PROBLEM TO SOLVE — Examine the data line by line and report how many lines include the word "facade", with no additional output.

Saved entries

********************

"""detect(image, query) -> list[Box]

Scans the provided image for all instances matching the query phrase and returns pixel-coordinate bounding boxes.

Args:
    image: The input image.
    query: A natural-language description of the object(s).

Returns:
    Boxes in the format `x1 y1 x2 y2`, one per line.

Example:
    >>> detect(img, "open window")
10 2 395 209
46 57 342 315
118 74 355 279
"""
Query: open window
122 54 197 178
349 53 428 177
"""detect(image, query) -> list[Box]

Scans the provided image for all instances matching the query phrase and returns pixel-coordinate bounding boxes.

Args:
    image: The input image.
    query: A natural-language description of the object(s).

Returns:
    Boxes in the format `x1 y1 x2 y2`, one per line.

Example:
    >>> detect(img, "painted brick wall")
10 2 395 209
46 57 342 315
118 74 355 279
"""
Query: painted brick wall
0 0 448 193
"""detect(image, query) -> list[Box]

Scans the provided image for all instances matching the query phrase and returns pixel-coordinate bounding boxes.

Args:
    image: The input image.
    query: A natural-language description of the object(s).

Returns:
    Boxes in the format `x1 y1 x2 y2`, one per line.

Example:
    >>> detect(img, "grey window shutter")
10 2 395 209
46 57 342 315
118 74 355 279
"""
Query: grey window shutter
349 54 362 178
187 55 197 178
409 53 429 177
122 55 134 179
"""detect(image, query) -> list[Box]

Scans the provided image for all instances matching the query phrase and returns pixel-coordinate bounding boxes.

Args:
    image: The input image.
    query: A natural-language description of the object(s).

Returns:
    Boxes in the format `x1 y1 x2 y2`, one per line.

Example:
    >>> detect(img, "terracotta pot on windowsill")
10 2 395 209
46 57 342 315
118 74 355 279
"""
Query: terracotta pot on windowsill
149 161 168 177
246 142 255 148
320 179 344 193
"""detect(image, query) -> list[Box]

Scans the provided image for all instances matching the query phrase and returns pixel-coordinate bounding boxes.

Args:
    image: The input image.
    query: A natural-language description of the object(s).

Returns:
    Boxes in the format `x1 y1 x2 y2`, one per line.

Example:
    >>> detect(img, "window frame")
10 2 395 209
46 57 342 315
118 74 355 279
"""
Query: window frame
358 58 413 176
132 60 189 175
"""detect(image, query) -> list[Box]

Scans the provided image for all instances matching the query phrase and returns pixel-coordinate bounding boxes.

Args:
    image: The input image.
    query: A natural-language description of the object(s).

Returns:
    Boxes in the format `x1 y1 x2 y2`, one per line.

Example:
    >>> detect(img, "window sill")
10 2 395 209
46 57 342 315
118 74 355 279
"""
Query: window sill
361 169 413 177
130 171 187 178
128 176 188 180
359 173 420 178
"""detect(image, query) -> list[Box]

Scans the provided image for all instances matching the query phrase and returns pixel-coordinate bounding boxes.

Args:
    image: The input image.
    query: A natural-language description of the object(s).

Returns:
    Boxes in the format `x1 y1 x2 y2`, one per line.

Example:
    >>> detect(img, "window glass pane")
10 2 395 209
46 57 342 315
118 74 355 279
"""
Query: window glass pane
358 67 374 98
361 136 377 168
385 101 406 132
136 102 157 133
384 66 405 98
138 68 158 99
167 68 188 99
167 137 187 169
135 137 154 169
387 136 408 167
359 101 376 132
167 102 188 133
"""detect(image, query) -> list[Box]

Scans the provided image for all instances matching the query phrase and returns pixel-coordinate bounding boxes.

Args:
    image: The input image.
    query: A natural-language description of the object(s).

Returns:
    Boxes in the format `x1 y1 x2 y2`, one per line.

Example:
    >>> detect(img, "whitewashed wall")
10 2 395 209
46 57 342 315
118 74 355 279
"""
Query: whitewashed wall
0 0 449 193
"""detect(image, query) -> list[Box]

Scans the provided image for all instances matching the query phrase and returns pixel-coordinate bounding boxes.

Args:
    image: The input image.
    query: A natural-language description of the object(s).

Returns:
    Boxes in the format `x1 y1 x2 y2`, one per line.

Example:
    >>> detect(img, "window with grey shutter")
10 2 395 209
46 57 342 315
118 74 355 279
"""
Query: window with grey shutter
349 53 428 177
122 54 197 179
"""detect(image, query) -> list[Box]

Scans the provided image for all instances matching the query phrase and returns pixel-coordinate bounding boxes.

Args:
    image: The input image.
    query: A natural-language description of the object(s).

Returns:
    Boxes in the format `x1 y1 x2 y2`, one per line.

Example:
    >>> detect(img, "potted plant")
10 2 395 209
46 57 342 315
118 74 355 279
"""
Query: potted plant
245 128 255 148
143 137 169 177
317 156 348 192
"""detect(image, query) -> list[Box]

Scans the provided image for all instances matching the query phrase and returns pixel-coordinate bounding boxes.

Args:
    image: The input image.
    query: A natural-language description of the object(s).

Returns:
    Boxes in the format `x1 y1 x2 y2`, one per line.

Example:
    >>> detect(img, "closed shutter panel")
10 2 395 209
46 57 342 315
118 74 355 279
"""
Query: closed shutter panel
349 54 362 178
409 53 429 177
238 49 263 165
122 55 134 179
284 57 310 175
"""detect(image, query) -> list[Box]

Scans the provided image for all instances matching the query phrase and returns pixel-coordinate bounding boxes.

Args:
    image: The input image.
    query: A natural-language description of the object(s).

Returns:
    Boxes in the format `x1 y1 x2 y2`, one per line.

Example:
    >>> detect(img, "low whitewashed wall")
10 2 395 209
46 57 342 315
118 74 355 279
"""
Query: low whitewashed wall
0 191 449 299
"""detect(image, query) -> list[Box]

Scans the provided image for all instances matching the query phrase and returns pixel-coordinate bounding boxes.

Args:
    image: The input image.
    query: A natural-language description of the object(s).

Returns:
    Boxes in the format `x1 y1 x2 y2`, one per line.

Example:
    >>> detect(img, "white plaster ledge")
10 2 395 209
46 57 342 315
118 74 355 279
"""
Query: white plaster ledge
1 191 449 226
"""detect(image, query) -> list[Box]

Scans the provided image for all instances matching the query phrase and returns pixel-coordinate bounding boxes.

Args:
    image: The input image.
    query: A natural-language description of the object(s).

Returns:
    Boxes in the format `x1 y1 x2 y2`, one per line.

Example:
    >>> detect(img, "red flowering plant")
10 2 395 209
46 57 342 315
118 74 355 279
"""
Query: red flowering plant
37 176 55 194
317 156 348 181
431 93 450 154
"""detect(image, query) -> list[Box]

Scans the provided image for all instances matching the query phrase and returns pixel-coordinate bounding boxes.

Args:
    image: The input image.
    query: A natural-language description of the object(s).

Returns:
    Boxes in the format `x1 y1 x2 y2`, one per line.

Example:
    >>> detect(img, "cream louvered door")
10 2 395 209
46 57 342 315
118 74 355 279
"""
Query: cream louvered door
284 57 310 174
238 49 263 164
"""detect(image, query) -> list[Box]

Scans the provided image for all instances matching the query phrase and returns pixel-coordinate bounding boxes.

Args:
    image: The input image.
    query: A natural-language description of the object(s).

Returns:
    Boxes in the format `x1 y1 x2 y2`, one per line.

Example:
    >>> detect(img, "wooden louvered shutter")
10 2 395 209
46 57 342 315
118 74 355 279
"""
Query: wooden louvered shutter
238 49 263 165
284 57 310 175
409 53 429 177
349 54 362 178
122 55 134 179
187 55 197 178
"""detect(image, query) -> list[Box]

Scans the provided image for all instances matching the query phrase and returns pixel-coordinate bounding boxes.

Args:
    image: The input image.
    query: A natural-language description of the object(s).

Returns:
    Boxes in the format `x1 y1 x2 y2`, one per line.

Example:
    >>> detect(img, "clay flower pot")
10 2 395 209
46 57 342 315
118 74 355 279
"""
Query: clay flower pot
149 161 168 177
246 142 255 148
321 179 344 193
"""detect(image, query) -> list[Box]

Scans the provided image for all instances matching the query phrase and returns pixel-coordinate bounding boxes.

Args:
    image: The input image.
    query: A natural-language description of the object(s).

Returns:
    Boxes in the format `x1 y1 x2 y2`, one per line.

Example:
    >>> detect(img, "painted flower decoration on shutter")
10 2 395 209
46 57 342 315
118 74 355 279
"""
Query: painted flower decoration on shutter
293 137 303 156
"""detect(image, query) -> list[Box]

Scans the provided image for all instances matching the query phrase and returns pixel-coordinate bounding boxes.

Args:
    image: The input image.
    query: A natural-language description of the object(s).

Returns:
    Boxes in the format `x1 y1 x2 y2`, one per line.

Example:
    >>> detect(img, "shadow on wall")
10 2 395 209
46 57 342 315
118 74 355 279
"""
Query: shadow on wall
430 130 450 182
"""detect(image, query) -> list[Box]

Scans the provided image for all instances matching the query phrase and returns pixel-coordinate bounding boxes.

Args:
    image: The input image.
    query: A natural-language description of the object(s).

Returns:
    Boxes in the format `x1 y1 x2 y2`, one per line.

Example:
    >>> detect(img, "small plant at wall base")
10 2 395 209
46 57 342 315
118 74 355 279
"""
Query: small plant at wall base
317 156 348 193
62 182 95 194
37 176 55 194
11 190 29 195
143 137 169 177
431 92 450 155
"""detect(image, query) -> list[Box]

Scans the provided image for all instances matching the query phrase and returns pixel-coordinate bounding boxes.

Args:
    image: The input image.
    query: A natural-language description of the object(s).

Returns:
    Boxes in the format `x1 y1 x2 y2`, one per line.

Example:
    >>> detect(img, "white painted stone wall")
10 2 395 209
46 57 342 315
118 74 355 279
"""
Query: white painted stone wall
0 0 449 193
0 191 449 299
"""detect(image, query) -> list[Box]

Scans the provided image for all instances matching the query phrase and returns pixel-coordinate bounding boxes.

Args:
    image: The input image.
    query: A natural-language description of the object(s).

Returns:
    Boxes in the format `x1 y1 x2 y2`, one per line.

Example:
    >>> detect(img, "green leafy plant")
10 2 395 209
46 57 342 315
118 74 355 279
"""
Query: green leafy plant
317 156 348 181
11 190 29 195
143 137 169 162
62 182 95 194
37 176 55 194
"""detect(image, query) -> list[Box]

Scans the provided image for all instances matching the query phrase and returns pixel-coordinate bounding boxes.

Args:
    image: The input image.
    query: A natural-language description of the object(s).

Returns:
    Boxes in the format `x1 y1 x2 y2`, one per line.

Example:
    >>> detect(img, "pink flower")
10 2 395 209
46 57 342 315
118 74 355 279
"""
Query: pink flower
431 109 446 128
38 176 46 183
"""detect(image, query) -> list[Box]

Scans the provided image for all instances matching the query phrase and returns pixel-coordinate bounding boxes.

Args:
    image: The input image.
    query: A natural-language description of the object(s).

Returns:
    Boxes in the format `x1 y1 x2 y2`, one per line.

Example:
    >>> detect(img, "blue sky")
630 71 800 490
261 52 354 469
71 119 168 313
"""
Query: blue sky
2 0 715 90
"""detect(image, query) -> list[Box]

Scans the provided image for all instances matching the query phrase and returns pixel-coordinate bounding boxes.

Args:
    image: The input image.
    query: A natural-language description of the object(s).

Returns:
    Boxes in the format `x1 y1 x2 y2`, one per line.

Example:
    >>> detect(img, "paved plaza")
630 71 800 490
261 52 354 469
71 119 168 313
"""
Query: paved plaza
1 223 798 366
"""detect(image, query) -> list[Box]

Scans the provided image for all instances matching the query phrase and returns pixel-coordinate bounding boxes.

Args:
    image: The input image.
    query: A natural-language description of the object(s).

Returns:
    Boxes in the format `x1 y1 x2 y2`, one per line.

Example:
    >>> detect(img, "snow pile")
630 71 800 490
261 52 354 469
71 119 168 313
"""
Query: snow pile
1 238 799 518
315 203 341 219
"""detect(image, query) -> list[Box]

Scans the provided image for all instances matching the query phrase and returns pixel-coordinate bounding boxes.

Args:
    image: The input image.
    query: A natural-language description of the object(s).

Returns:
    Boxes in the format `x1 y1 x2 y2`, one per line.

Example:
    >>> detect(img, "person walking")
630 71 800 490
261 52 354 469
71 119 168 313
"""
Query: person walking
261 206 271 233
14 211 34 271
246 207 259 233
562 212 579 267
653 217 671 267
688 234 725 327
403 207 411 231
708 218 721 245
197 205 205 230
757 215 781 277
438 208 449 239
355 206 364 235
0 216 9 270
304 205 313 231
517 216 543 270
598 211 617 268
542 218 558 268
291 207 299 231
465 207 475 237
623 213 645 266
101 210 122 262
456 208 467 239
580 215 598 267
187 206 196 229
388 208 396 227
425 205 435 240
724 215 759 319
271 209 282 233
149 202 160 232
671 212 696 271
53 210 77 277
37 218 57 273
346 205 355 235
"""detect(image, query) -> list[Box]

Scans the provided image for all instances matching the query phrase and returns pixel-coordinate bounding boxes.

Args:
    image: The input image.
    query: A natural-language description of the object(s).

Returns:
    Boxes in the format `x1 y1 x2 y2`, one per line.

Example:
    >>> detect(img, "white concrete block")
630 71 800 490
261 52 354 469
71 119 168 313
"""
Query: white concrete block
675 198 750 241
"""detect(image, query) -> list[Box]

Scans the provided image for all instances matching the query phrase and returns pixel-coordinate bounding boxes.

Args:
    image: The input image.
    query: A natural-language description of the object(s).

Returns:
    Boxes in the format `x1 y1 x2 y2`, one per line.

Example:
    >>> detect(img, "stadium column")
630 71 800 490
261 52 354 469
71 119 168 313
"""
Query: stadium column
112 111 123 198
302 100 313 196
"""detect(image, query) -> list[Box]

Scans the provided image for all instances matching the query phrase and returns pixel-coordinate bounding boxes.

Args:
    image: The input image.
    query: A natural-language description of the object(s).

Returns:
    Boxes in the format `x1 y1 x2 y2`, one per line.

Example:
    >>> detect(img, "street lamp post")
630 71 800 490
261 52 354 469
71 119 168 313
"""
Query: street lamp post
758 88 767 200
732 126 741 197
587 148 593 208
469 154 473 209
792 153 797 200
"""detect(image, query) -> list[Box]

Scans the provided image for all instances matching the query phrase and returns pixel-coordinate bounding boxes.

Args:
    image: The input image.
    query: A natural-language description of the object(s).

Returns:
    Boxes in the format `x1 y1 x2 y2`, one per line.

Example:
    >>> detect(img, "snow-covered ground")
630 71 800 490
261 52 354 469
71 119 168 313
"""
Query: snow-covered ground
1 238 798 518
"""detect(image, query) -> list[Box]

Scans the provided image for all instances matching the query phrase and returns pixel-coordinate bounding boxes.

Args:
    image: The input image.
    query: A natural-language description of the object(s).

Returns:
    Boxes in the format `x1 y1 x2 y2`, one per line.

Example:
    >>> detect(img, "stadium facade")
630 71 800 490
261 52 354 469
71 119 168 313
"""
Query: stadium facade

********************

WORKED SOLUTION — 2